* _LESETEXT_

□ □ □ □

Es war eine kleine Sensation – auch für das Auktionshaus Eppli mit Sitz in Leinfelden-Echterdingen. Dort sollte am Samstag ein Bild von Gustave Courbet unter den Hammer kommen. Startpreis 160.000. Doch dann kam alles anders.

Leinfelden-Echterdingen - Die Sache war schnell besprochen. Der Geschäftsführer des Auktionshauses Eppli, Ferdinand Eppli, konnte es kurz machen. Für „das Highlight des Tages“, wie er das Landschaftsbild von Gustave Courbet bezeichnete, fand sich am Samstag nämlich kein Bieter. Weder im Saal an der Heilbronner Straße in Echterdingen noch online oder am Telefon.

 

Das Bild, das mit einem Aufrufpreis von 160. 000 Euro bewertet worden war, kommt jetzt in den Nachverkauf. Es könne sein, dass es dann auch für weniger Geld über den Verkaufstresen gehe, erklärte René Waldrab vom Auktionshaus Eppli. „Da ist noch alles offen“, sagte er. Entscheidend sei, ob sich der bisherige Eigentümer des Gemäldes auf den Preis einlasse.

Expertisen belegen, dass es sich um ein Original handelt

Das Bild zeigt eine abendliche Waldlandschaft mit einem kleinen See und einem rastenden Reh. Es heißt „Paysage Suisse Le Falaise du Jura“, ist 73,5 Zentimeter breit und 60,5 Zentimeter hoch. Am linken unteren Bildrand trägt es die Initialen des Künstlers „G. C.“. Expertisen belegen, dass es sich um ein Original handelt.

Dass das Gemälde im Katalog mit dem Startpreis über 160.000 Euro geführt wird, hat seinen Grund: Gustave Courbet gilt als einer der wichtigsten Maler der Moderne. Kunsthistoriker bescheinigen dem Meister des französischen Realismus, den Weg zum Impressionismus gebahnt zu haben. Auch Maler des sozialistischen Realismus berufen sich auf ihn. Letztere richteten ihr Augenmerk weniger auf Jagd-, Landschafts- und Küstengemälde des Franzosen, sondern auf sozialkritsche Werke wie „Das Begräbnis von Ornans“, mit dem er sakrale Zeremonien entwürdigt haben soll, oder auf „Die Kornsieberinnen“ und „Die Steineklopfer“, mit denen er die sozialen Verhältnisse seiner Zeit angeprangert hatte. Als sein Skandalbild schlechthin gilt „Der Ursprung der Welt“, auf dem er aus der Nähe die behaarte Vulva einer nackten Frau zeigt.

□ □ □ □

Einiges Material:
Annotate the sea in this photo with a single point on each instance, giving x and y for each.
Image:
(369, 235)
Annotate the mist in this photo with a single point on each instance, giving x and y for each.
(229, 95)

□ □ □ □

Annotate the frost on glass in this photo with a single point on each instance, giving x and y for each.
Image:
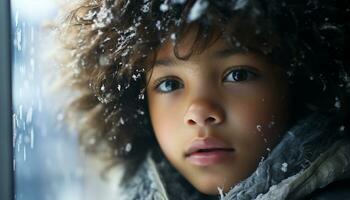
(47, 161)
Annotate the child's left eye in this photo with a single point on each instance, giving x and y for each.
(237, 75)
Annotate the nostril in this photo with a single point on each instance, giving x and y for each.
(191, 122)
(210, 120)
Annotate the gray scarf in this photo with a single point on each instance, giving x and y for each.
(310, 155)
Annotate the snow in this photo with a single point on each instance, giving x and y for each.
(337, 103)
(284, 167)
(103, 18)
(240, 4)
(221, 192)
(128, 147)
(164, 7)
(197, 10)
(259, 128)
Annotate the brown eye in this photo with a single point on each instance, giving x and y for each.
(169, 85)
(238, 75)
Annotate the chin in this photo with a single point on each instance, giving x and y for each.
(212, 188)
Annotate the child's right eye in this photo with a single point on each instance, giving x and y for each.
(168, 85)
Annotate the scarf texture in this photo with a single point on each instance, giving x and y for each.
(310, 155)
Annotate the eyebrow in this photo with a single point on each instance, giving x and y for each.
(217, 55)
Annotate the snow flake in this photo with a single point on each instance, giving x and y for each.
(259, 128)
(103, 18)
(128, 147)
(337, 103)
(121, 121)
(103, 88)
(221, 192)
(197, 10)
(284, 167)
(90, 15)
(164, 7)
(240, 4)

□ □ □ □

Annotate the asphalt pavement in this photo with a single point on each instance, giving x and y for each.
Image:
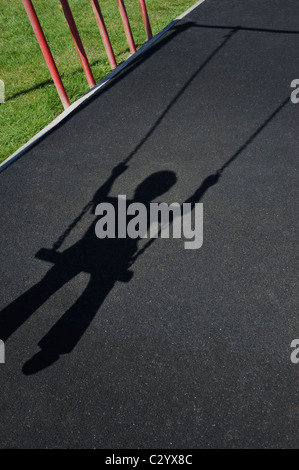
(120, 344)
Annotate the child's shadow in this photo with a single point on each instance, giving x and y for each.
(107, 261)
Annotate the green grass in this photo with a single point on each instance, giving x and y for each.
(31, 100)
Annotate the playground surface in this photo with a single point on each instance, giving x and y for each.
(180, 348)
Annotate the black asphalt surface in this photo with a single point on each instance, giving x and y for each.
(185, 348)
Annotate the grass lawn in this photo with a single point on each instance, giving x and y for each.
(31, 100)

□ □ □ □

* _AUFGABE 1_
Wie breit ist das Gemälde laut dem Lesetext über die Courbet-Auktion?
* _AUFGABE 2_
Führen Sie den Lesetext über die Courbet-Auktion im Anschluss an seinen letzten Satz weiter.
Das Material stammt aus einer anderen Quelle als der Lesetext.

* _RICHTIGE ANTWORT 1_
73,5 Zentimeter

* _RICHTIGE ANTWORT 2_
Dass nun ein Werk dieses Künstlers den Weg ins Auktionshaus Eppli gefunden hat, ist auch für die dort arbeitenden Kunstexperten eine kleine Sensation. „Das Bild ist ein Glanzlicht unsrer heutigen Auktion“, sagte Annegret König, Expertin für Gemälde, Grafiken und Skulpturen im Auktionshaus. Ihr Kollege José Martinez habe das Landschaftsbild bei einem Hausbesuch von einem Sammler erhalten, der es wiederum von einem anderen Privatsammler erstanden hatte. „ Courbet hat 1857 sein erstes Jagdmotiv gemalt und in der Folge viele Landschaftsbilder und Küstenszenen“, sagte Annegret König. Das Gemälde auf der Auktion sei ein Spätwerk des Meisters aus dem Jahre 1873. „In diesem Jahr ist Courbet aus politischen Gründen in die Schweiz geflohen“, sagt die Expertin.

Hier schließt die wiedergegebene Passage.